### Task
List every phrase that appears inside double quotation marks in the text about Kate Raworth's Schumacher lecture.

### Quoted passage
+ + + +

Kate Raworth delivers the 42nd Annual E.F. Schumacher lecture, displaying a Doughnut Economics visual aid.

Kate Raworth’s 42nd Annual E.F. Schumacher Lecture this past Saturday was positively brimming of energy. With a record-setting 1,400 registrants, the anticipation surrounding “Planetary Economics: New Tools for Local Transformation” was palpable. You can now watch a full recording of the lecture and subsequent Q&A. If you find Kate’s message as inspiring as we do, we hope you’ll share generously.

Highlights from Kate Raworth’s Lecture

Challenging Old Economics in Classrooms
As an Oxford University Lecturer, Kate focuses on making economics fit for the twenty-first century. And college students, she notes in her lecture, have grown increasingly skeptical of standard economics textbooks. She calls the typical market-centered introduction to economics via supply and demand “a very political act,” rendering ecological and social harms as mere “externalities.” Kate credits the work of the late Herman Daly, author of Steady State Economics, as a more sane starting-point.

All Herman Daly asked of us is that, every time you draw a box for the economy, just draw a circle around it and call it ‘the World.’ It’s obvious, but it’s the most radical act in economics, because it changes everything that follows.

Drawing inspiration from Daly, Schumacher, and other “renegade economists,” Kate pithily challenges some of the basic premises of the narrow economics still taught in universities and called on to justify business-as-usual. Through everyday language and visual aids, she breathes new life into the “dismal science.”

+ + + +

### Supplied information
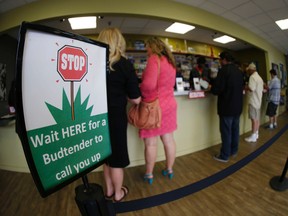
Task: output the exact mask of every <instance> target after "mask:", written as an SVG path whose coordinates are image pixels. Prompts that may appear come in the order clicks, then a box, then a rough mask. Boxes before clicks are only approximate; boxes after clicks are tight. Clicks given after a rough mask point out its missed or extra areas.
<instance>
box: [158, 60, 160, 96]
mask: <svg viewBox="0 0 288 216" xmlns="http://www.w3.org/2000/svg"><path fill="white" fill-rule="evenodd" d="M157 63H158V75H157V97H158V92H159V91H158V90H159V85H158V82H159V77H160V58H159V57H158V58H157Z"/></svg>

+ + + +

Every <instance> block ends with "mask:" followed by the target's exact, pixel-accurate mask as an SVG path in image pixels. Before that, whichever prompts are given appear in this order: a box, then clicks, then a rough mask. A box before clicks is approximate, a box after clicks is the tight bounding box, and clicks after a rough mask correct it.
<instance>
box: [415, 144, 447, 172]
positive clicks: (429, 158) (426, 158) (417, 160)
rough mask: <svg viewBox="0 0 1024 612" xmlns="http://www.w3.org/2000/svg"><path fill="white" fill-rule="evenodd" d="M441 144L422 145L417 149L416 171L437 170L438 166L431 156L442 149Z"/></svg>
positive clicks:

+ + + +

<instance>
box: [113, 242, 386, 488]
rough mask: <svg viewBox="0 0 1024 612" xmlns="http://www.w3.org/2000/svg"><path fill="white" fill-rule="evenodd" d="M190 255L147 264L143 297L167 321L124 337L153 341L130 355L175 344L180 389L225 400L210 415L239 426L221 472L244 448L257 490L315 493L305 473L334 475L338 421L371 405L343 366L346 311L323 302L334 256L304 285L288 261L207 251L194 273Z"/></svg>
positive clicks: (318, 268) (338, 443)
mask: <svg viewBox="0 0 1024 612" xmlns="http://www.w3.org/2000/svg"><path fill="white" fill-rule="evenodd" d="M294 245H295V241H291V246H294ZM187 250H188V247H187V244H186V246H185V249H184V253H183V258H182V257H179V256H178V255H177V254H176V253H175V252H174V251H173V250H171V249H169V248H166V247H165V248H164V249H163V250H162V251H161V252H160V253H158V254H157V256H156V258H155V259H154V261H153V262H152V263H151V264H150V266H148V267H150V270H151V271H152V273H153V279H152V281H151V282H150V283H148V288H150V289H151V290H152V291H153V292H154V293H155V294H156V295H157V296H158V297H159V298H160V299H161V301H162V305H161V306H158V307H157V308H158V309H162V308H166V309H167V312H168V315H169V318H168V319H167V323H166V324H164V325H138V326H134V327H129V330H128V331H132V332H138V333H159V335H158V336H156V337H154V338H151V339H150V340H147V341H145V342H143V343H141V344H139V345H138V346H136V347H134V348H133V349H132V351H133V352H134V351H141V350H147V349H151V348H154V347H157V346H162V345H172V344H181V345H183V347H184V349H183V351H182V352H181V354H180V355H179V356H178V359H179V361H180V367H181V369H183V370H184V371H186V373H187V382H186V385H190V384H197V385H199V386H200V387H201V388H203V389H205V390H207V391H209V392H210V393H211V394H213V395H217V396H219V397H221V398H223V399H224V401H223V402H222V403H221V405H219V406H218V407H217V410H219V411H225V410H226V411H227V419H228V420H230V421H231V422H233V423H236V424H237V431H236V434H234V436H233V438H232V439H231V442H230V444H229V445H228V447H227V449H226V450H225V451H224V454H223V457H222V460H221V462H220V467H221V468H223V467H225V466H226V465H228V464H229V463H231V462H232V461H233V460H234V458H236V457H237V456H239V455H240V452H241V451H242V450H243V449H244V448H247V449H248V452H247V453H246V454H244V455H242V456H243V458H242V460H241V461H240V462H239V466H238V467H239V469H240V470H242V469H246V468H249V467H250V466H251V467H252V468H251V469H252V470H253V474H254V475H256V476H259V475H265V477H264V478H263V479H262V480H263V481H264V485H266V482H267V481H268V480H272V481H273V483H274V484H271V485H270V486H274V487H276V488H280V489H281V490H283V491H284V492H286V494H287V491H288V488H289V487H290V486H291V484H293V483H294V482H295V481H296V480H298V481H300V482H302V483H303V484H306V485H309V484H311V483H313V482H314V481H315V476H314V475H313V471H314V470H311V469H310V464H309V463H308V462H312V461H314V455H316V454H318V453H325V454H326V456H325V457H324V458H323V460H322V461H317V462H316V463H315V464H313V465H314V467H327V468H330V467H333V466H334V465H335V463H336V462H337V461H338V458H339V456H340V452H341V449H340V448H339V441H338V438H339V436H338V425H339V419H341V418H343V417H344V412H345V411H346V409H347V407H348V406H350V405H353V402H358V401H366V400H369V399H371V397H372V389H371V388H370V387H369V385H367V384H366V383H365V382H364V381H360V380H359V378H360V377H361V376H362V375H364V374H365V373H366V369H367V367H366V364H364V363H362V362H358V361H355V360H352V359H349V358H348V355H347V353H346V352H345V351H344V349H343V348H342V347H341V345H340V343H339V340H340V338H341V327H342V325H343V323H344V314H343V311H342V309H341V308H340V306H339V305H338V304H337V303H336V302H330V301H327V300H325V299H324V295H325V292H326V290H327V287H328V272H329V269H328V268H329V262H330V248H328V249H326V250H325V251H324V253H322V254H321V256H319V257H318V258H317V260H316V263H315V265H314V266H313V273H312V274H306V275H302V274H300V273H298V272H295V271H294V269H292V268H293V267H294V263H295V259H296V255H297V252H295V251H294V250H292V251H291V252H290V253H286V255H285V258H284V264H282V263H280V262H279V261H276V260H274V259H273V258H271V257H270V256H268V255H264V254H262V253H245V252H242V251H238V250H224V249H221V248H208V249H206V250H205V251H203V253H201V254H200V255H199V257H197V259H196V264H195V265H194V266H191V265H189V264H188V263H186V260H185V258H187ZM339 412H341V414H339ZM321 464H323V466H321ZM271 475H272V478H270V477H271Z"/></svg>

+ + + +

### Task result
- "Planetary Economics: New Tools for Local Transformation"
- "a very political act"
- "externalities"
- "renegade economists"
- "dismal science"